> [Work instructions]: Each record should be given back exactly, with none missing.
——
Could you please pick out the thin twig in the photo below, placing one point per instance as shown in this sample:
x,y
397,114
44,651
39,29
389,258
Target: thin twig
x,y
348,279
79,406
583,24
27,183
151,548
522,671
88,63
——
> [Answer for the task]:
Could you please pick out the thin twig in the photo below, placing one point per instance as shown in this sample:
x,y
397,114
44,651
39,29
389,258
Target: thin twig
x,y
348,279
79,406
583,24
27,183
151,548
522,671
88,63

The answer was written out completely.